Natural language region descriptions

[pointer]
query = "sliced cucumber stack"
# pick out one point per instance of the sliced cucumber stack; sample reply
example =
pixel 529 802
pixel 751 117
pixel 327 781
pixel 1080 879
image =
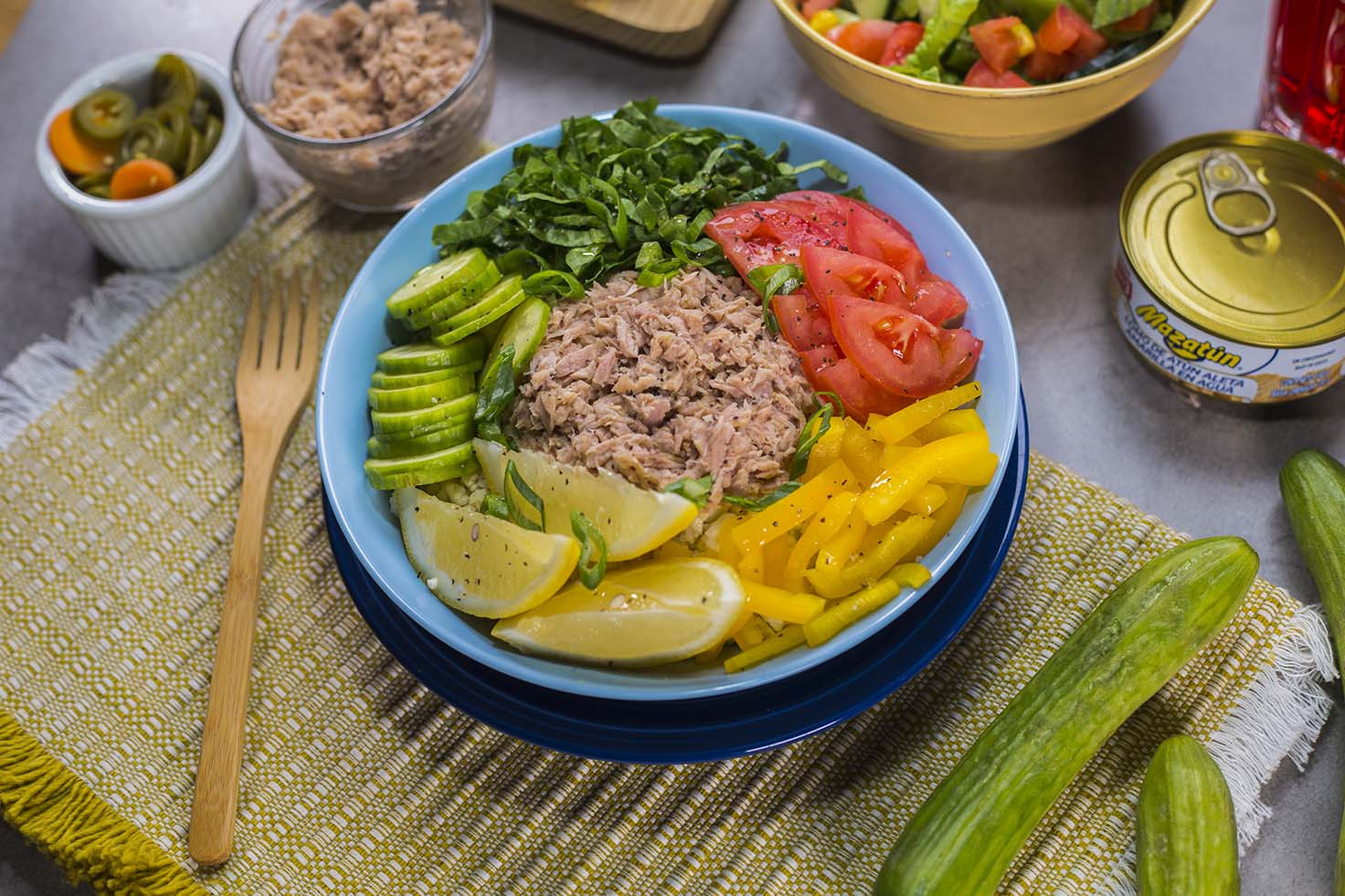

YOUR ASSIGNMENT » State how many lines in the records above contain the word "sliced". Write the number alone.

ANSWER AREA » 2